-- Opening Marker --
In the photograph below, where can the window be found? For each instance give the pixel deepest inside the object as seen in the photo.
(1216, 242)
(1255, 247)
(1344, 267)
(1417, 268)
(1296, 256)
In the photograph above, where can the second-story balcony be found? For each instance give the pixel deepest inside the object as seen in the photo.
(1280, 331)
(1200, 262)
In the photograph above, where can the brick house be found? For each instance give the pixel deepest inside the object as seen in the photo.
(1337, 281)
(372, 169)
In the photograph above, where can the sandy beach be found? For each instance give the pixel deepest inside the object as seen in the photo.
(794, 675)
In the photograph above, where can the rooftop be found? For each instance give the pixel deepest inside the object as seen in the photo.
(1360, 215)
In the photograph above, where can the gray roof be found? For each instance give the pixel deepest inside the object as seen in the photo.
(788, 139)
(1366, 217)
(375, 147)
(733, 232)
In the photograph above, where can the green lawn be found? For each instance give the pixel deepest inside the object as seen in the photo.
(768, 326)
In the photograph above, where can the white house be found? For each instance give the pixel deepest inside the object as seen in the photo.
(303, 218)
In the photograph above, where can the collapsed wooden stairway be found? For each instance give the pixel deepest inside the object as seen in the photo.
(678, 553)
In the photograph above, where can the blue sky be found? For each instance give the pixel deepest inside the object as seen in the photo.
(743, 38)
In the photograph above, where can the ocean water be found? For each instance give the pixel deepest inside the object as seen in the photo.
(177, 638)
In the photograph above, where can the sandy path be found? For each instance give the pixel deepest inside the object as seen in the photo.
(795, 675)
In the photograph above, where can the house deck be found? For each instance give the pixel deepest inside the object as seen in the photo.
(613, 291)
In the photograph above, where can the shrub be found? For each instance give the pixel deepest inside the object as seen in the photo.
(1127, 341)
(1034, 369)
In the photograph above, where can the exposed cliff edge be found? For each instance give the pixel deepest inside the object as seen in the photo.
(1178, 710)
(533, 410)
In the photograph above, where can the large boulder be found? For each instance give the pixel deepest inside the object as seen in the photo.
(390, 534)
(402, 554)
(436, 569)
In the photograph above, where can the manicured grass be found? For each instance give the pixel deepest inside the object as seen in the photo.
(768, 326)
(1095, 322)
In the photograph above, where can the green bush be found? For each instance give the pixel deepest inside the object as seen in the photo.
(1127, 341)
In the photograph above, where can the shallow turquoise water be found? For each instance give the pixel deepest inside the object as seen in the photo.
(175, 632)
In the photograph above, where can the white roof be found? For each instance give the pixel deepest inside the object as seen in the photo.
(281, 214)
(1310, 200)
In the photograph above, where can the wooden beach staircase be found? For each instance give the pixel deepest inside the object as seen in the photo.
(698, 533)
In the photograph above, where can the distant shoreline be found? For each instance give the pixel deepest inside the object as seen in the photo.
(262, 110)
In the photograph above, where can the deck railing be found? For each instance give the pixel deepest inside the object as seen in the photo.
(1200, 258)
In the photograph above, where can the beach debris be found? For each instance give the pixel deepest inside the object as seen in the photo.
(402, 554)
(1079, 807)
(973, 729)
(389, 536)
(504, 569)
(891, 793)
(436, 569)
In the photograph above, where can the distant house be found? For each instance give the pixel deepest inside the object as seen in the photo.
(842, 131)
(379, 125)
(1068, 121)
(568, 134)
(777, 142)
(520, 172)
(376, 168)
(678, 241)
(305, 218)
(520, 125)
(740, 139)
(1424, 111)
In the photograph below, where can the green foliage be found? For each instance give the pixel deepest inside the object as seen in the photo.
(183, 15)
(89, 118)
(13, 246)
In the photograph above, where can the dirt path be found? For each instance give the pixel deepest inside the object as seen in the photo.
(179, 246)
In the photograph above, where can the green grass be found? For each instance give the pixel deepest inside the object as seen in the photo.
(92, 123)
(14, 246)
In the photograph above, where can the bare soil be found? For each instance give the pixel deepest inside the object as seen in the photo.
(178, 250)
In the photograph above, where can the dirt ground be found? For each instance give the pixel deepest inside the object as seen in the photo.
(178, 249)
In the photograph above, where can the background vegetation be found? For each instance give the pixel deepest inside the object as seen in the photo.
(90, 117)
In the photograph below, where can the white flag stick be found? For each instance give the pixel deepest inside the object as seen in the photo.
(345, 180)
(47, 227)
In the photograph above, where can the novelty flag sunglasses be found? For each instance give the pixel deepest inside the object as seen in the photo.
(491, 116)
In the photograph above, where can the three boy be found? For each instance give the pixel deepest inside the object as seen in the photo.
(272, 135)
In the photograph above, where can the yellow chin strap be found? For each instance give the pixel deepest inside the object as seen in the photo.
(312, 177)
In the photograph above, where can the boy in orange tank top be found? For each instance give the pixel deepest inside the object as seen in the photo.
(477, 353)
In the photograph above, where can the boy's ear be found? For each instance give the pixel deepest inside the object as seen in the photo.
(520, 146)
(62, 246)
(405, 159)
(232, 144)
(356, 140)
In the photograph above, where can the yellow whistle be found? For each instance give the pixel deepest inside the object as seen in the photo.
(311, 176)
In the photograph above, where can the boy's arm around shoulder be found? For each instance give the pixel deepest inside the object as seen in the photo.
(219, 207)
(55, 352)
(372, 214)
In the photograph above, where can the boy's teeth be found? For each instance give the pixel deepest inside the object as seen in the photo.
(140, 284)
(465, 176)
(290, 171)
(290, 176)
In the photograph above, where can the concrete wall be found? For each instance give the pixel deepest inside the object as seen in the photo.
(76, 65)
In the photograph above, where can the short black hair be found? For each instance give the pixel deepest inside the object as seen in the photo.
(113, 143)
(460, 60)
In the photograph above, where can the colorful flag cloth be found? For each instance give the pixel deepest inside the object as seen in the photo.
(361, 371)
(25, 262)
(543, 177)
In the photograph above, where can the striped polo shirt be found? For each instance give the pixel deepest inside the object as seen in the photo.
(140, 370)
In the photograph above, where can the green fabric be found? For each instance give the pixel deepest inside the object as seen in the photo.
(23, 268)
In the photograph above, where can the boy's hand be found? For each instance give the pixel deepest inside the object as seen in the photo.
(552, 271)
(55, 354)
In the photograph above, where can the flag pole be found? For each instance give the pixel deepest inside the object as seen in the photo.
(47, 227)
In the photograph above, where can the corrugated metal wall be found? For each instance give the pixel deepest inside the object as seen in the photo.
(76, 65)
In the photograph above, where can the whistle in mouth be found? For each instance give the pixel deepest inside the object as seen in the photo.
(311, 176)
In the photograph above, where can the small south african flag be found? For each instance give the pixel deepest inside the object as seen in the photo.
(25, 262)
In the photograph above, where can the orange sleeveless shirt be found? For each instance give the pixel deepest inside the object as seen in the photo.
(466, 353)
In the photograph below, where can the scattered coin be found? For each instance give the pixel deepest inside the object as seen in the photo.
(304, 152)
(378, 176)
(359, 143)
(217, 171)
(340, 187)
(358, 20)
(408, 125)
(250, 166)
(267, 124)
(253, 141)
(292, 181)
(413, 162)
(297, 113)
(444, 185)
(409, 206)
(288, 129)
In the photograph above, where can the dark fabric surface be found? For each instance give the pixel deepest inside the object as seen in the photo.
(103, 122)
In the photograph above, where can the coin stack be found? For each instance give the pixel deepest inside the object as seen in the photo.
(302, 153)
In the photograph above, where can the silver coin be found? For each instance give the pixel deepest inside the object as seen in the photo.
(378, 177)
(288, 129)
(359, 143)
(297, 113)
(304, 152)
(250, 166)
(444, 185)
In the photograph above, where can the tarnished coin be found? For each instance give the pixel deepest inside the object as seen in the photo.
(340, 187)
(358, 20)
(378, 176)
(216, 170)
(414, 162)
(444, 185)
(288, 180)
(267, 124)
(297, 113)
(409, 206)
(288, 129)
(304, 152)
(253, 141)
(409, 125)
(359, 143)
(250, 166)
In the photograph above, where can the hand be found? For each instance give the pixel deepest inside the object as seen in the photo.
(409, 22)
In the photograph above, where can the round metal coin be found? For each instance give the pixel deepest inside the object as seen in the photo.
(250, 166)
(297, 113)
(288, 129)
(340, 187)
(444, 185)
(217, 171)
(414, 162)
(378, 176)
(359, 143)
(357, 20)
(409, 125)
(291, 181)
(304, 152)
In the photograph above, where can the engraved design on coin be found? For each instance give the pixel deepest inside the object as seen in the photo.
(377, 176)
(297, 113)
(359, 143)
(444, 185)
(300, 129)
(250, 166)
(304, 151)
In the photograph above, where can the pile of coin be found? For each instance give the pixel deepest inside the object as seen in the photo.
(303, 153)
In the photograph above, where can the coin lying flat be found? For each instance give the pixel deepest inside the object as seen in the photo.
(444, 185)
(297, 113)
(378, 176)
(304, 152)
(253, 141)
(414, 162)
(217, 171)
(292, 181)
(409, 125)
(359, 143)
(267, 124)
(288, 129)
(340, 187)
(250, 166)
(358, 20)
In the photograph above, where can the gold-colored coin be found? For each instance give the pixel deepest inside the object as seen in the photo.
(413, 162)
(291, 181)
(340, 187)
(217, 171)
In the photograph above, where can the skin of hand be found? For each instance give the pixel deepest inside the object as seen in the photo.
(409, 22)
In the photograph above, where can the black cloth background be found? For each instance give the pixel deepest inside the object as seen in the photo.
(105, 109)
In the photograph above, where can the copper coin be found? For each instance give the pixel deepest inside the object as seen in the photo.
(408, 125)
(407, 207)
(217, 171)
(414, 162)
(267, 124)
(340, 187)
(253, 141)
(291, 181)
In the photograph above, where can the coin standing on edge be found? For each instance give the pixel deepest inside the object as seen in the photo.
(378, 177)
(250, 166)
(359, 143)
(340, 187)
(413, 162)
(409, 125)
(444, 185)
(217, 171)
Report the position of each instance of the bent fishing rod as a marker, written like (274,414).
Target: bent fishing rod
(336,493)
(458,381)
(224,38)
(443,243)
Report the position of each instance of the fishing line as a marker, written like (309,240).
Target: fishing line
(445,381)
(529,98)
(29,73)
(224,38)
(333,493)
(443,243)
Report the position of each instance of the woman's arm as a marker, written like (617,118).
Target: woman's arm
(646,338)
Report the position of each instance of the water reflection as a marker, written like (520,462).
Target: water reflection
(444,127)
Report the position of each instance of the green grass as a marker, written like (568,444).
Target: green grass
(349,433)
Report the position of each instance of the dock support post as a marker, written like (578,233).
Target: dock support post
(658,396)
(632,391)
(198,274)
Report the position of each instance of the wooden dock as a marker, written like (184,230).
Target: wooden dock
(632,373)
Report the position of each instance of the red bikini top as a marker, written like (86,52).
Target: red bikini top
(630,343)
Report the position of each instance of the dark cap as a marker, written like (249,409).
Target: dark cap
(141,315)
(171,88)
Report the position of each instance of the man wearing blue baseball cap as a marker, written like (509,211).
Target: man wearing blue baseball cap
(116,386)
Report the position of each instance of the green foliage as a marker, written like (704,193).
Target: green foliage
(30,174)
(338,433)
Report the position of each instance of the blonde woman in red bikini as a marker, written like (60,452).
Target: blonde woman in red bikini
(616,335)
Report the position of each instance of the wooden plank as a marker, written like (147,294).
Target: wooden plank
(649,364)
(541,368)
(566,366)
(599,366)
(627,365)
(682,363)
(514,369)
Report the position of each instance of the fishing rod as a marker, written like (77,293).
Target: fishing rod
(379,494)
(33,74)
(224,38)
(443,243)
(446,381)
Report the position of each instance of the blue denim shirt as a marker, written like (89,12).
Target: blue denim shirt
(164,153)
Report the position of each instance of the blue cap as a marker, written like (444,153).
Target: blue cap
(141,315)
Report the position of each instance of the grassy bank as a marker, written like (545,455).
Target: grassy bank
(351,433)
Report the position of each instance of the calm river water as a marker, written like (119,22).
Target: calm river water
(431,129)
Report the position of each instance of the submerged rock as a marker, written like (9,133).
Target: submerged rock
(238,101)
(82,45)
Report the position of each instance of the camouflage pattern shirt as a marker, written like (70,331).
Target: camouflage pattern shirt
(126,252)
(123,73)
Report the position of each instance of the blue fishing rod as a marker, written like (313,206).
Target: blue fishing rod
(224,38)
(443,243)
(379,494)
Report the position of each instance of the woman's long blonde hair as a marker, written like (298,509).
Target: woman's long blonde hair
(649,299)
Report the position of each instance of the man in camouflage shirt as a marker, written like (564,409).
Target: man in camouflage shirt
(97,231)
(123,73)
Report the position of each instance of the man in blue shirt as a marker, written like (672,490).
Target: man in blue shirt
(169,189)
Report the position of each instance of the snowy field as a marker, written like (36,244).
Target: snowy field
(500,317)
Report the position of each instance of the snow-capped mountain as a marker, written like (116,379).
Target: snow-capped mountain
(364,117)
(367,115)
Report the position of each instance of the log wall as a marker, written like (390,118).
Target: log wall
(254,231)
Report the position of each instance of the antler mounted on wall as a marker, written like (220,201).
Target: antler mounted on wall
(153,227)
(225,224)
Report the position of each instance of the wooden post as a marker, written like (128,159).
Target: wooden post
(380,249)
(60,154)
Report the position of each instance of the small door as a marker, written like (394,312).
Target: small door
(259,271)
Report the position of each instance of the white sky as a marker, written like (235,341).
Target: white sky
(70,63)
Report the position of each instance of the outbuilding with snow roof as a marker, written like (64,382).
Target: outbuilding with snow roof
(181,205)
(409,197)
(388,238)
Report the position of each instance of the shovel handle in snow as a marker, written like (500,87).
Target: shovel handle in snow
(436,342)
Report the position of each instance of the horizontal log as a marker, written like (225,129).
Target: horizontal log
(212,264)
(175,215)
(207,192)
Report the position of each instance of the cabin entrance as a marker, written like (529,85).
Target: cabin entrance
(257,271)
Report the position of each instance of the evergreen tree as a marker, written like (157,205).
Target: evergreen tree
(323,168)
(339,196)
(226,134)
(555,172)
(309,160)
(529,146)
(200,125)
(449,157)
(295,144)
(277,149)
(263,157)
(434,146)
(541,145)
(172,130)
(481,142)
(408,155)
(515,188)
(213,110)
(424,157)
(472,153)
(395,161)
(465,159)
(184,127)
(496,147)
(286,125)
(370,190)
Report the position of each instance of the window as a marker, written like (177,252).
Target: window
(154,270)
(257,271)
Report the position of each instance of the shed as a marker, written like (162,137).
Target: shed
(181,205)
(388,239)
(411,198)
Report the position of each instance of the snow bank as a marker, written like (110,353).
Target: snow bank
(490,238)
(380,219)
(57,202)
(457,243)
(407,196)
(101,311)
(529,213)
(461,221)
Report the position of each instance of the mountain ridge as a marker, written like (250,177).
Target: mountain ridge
-- Closing Marker --
What to do:
Could you restate word for word the lines above, from the one that contains "Report the position of each instance of the man in blue" through the one that contains "Report the position of each instance of the small", and no others?

Response box:
Report the position of each instance of the man in blue shirt as a marker, written like (672,490).
Target: man in blue shirt
(169,189)
Report the position of each instance of the snowy field as a marker, written like (36,244).
Target: snowy field
(500,317)
Report the position of each instance of the snow-capped mountain as a marker, written like (116,379).
Target: snow-capped mountain
(364,117)
(367,115)
Report the position of each instance of the log wall as a marker, written like (390,118).
Target: log wall
(254,231)
Report the position of each instance of the antler mounted on wall as a marker, written like (220,201).
Target: antler mounted on wall
(153,227)
(225,224)
Report the position of each instance of the wooden post as a marker, written like (128,159).
Target: wooden post
(380,249)
(60,154)
Report the position of each instance of the small door as a marker, written like (394,312).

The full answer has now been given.